Questions —
A. In the essay on saying "I don't know yet," how long does the speaker say it will take to build the automated pipeline?
B. Can you rewrite the essay from "The question landed" up to and including "and being honest.", swapping "presentation" for "briefing"?
C. According to the essay, what is the system that produces a metric responsible for? List every duty it names.

Page excerpt —
----
Learning to say 'I don't know yet' to a number I couldn't defend

The question landed like a stone. A senior leader cut through the presentation, pointed at me, and said, "Just give me the number. How many daily active users are on the new platform?"

I could feel the pressure to be helpful, to run a query in under a minute and produce a large, impressive-looking integer. It would satisfy the room and move the meeting along. It would also be a lie of omission, built on a mountain of unstated caveats. In that moment, the choice wasn't between knowing and not knowing; it was between being cooperative and being honest.

The Illusion of the On-the-Spot-Number

In many cultures, especially in fast-moving startups, there's immense pressure for a "good enough" number to maintain velocity. An estimate feels harmless, a way to establish a baseline and avoid slowing down. But these numbers are never harmless. A figure given in a meeting, no matter how many caveats I whisper, gets stripped of its context. It lands in a slide deck, becomes gospel, and morphs into the immutable fact upon which next quarter's goals are built.

From Ad-Hoc Answer to Durable Asset

I could have run a quick SELECT COUNT(DISTINCT user_id) FROM event_stream and called it a day. But that simple count ignores crucial details. It doesn't filter bot traffic by inspecting user_agent strings, exclude internal test accounts, or correctly de-duplicate sessions that move from anonymous to authenticated states. The plausible number is a dangerous fiction. The real engineering work isn't running the query; it's building the system that can answer the question repeatably and truthfully.

A Defensible Metric Is a Product

A reliable metric isn't found; it's manufactured. It is the end product of a data pipeline, a piece of software in its own right. Getting a number you can stand behind means treating it with the same rigor we apply to production services. This idea has been formalized in modern data thinking, most notably in Zhamak Dehghani's "Data as a Product" principle from her work on Data Mesh, which you can read about in a foundational post on Martin Fowler's blog.

When you treat a metric as a product, it has an owner, a version, and a clear, explicit "Data Contract" that defines its schema, semantics, and quality guarantees. It stops being a vague concept like "active user" and becomes a concrete asset produced by a deterministic, observable system. This system is responsible for cleaning, filtering, sessionizing, and applying the specific business logic that constitutes the definition. Without this, you don't have a metric; you have a series of one-off, contradictory snapshots.

The Hard 'No' That Builds Trust

Back in that meeting, I took a breath. "I can't give you a number I can defend right now," I said. "But I can tell you exactly what it will take to get one."

The air in the room changed, but I didn't leave a vacuum. "A raw query will give us a big, misleading number. To get a real daily active user count, we need to build a small, automated pipeline to clean and aggregate the data. It will take a few days. When it's done, we'll have an auditable, repeatable number we can all trust."

This reframes the conversation from a personal failing ("Juan doesn't know") to an engineering requirement ("We need the right tool"). Over time, this builds a different kind of reputation. Stakeholders learn that when your team provides a number, it's real. They start asking better questions—not just "what's the number?" but "what's the definition behind it?" You slowly create a culture of intellectual honesty.
----
Extracted entries —
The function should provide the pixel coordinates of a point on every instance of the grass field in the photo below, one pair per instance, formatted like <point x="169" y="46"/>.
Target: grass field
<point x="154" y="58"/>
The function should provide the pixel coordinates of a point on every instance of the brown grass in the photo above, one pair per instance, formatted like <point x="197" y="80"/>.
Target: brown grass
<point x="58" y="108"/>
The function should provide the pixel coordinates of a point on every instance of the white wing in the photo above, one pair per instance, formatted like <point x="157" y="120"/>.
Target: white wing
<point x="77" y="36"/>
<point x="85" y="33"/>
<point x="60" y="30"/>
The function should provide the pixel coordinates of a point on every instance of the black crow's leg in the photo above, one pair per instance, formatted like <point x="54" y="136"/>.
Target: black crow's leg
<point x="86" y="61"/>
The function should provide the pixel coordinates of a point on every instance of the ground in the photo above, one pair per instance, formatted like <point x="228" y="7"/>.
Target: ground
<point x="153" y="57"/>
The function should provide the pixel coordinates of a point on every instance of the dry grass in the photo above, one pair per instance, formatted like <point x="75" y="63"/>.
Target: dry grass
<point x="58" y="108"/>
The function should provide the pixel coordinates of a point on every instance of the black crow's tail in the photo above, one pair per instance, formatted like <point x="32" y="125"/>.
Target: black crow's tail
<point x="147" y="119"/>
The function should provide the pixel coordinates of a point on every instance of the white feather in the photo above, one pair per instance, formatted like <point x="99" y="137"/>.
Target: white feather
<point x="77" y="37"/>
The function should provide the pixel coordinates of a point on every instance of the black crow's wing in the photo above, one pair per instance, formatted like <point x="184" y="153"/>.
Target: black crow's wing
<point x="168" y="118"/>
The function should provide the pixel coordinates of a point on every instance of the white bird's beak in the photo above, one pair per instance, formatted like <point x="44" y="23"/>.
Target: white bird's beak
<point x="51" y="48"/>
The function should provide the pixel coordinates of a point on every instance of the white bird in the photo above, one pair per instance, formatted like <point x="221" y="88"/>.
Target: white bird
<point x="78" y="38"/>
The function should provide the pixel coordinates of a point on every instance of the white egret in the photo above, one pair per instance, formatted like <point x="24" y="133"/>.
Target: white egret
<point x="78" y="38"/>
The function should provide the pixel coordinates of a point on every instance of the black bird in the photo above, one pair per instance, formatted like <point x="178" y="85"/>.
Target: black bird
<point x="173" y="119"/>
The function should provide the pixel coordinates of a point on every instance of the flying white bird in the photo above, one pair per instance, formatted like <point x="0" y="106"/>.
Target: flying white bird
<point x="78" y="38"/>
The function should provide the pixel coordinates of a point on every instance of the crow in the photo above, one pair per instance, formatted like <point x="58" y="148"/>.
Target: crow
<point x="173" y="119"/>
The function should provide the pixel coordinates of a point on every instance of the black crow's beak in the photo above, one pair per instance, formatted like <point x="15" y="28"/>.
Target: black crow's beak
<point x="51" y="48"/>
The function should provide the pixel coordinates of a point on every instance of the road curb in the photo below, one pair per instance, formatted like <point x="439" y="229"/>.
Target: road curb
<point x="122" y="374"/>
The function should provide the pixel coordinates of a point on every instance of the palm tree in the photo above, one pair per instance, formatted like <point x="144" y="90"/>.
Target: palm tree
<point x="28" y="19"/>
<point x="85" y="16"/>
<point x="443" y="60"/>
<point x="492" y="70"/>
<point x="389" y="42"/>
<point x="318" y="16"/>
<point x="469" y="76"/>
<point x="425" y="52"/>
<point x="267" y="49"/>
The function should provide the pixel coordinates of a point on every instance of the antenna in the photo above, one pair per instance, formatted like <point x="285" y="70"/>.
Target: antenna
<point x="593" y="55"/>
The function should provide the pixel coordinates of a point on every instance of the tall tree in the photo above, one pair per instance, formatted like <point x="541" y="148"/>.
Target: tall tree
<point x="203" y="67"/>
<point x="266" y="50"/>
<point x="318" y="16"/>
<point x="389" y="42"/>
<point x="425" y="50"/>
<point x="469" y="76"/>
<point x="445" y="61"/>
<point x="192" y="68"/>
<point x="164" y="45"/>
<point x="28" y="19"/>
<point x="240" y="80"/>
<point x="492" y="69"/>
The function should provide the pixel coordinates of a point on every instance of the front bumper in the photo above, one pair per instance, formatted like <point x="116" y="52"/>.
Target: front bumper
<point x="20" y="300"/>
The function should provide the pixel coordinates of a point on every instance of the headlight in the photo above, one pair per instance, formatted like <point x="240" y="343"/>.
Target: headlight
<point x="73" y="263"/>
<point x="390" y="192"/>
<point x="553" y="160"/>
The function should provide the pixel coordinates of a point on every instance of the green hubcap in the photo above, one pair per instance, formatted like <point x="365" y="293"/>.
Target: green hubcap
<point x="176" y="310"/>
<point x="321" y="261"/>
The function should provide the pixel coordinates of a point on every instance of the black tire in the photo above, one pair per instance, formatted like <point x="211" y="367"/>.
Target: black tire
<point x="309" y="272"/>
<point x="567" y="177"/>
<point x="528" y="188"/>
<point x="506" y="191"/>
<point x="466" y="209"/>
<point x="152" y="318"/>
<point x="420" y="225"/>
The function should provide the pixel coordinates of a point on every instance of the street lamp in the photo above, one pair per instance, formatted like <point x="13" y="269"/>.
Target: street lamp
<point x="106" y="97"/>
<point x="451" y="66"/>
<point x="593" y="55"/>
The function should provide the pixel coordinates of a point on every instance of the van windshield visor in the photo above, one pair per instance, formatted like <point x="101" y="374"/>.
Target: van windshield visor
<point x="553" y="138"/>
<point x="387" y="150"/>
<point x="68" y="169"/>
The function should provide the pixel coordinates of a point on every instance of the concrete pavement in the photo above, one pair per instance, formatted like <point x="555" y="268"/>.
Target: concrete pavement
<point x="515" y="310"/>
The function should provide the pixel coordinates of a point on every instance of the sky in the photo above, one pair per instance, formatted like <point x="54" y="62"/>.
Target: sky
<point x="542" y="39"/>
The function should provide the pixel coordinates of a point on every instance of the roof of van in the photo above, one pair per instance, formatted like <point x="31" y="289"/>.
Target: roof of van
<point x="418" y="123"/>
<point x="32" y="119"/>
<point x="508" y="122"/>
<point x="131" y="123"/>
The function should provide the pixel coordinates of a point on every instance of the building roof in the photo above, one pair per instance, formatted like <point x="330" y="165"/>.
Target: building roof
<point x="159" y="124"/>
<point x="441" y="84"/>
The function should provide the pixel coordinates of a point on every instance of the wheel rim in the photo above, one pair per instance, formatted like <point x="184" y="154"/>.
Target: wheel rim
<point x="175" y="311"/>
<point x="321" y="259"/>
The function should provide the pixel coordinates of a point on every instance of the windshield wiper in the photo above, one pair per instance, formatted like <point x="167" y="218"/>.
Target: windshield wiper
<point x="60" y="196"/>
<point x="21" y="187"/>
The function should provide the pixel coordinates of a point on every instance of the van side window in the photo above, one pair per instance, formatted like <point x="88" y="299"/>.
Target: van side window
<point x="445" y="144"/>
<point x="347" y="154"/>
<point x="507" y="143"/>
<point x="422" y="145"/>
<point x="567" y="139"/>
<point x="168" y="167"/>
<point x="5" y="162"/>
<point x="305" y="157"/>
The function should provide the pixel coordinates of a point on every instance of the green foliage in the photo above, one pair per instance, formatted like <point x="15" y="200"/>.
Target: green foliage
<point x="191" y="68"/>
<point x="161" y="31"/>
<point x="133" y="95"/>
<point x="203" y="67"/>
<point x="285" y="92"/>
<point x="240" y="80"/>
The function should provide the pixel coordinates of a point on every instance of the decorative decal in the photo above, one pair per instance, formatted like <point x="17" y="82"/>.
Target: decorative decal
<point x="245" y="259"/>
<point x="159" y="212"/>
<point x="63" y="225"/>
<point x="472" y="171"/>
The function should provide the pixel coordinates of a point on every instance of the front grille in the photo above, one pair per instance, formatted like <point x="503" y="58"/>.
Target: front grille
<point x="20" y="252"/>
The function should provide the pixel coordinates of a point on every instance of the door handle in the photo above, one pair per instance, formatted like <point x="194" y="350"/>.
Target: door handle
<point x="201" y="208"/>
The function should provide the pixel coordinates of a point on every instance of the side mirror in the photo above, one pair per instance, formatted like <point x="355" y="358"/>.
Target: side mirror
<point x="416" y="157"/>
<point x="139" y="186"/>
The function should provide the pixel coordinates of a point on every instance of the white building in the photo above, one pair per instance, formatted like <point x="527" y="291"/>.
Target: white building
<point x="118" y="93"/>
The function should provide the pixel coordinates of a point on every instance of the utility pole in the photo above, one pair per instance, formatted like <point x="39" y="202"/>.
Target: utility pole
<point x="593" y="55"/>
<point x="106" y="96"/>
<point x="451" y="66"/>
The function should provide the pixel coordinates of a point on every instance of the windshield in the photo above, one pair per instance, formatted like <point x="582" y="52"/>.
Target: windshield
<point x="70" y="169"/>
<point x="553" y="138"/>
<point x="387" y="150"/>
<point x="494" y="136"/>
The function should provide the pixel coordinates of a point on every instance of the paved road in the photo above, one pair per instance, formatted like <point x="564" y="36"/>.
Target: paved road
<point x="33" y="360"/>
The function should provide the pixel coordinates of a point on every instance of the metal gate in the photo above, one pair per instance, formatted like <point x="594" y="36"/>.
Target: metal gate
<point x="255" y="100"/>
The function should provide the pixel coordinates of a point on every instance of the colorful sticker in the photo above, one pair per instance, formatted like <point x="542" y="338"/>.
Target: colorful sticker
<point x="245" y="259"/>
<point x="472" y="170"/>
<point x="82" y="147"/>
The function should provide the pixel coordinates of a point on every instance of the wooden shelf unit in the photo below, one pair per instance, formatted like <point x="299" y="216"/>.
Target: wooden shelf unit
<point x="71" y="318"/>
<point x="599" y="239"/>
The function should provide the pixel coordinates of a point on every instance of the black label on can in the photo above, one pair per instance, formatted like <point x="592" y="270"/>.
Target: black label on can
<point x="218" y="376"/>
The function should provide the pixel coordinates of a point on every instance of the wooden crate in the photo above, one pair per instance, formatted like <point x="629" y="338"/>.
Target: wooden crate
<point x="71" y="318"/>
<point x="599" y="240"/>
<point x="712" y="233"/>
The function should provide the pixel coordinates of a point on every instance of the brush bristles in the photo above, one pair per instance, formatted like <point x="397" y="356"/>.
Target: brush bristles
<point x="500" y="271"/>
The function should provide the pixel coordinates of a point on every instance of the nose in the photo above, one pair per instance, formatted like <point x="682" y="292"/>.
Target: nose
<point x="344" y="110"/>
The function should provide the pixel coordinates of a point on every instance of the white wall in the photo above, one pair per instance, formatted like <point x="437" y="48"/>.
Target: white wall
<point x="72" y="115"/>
----
Answers per task —
A. A few days.

B.
The question landed like a stone. A senior leader cut through the briefing, pointed at me, and said, "Just give me the number. How many daily active users are on the new platform?"

I could feel the pressure to be helpful, to run a query in under a minute and produce a large, impressive-looking integer. It would satisfy the room and move the meeting along. It would also be a lie of omission, built on a mountain of unstated caveats. In that moment, the choice wasn't between knowing and not knowing; it was between being cooperative and being honest.

C. Cleaning, filtering, sessionizing, and applying the specific business logic that constitutes the definition.